*Pedido escrito 1*: Converta todas as entradas de rotulagem por coordenadas, mais abaixo, em uma lista JSON de strings, com uma string para cada linha e sem as linhas em branco.

Tais circunstâncias, sozinhas, já recomendam uma necessária maturação especificamente acerca da necessária unanimidade para a celebração de convênios no âmbito do Confaz.
No tocante ao pleito de modulação temporal dos efeitos das decisões tomadas nas ações diretas de inconstitucionalidade anteriormente referidas, por si só, não inviabilizam o exame da PSV 69 nesse momento, embora recomende especial atenção a esse ponto.
De fato, tudo isso com o objetivo de evitar que a eventual edição da PSV 69 não venha a criar ainda mais confusão sobre o complicado tema da “Guerra Fiscal”, com a aprovação de teor que venha a ser incompatível ou contraditório com eventuais decisões que deverão ser prolatadas pela Suprema Corte, especialmente em casos hoje pendentes.
No âmbito da PSV 69, é curioso notar que consta a manifestação de variadas entidades na tentativa saudável de colaborar com o debate que ocorrerá entre os ministros quando da votação sobre o teor do verbete. Dentre elas, há diferentes manifestações legítimas em torno da possível aplicação da modulação dos efeitos da súmula vinculante em questão, isto é, congregando do mesmo lado tanto os estados (na condição de administração tributária) como também as empresas (na condição de contribuintes).
Prova cabal disso é que tal circunstância é contemplada de modo expresso tanto pela manifestação apresentada em 16 de maio de 2012 pela Procuradoria-Geral do Distrito Federal como também naquela apresentada pela Firjan em 15 de maio de 2012. Ora, é tão difícil lograr-se consenso em matéria tributária entre a Administração Pública e os contribuintes, que quando se verifica deve, no mínimo, ser considerado e sinalizar no sentido do bom senso
Isso ocorre porque as razões de segurança jurídica, aptas a fundamentar a aplicação da modulação dos efeitos, nos termos da faculdade prevista no artigo 4º da lei 11.417/06, se evidenciam, na presente hipótese, através de variados aspectos.
Inicialmente, o longo lapso de tempo eventualmente decorrido entre a concessão do benefício fiscal declarado ou considerado inconstitucional e os dias de hoje, por si só, já seria razão suficiente para profundas reflexões quanto à necessidade de ponderar os efeitos à luz das situações consolidadas ao longo dos anos.
De fato, depois de tantas ações, atos, gestos, decisões, todas tomadas no âmbito de certa região, tanto pelo estado que concedeu o benefício impugnado como também pela empresa que ali se estabeleceu, como pretender que pura e simplesmente nunca tenha havido tal benefício? Ora, nada mais justo do que considera-lo como “revogado” daqui para frente (sob um ponto de vista prático), mas respeitando o período passado.

*Pedido escrito 2*: Transcreva literalmente, do trecho sobre a PSV 69 acima, a passagem que começa em "De fato, depois" e segue até "o período passado.".

*Dados de rotulagem por coordenadas*:
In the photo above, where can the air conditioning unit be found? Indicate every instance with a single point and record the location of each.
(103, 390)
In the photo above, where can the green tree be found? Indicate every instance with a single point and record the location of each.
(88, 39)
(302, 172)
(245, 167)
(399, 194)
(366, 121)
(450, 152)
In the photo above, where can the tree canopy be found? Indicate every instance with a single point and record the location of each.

*Resposta do exercício 1*:
[
  "In the photo above, where can the air conditioning unit be found? Indicate every instance with a single point and record the location of each.",
  "(103, 390)",
  "In the photo above, where can the green tree be found? Indicate every instance with a single point and record the location of each.",
  "(88, 39)",
  "(302, 172)",
  "(245, 167)",
  "(399, 194)",
  "(366, 121)",
  "(450, 152)",
  "In the photo above, where can the tree canopy be found? Indicate every instance with a single point and record the location of each."
]

*Resposta do exercício 2*:
De fato, depois de tantas ações, atos, gestos, decisões, todas tomadas no âmbito de certa região, tanto pelo estado que concedeu o benefício impugnado como também pela empresa que ali se estabeleceu, como pretender que pura e simplesmente nunca tenha havido tal benefício? Ora, nada mais justo do que considera-lo como “revogado” daqui para frente (sob um ponto de vista prático), mas respeitando o período passado.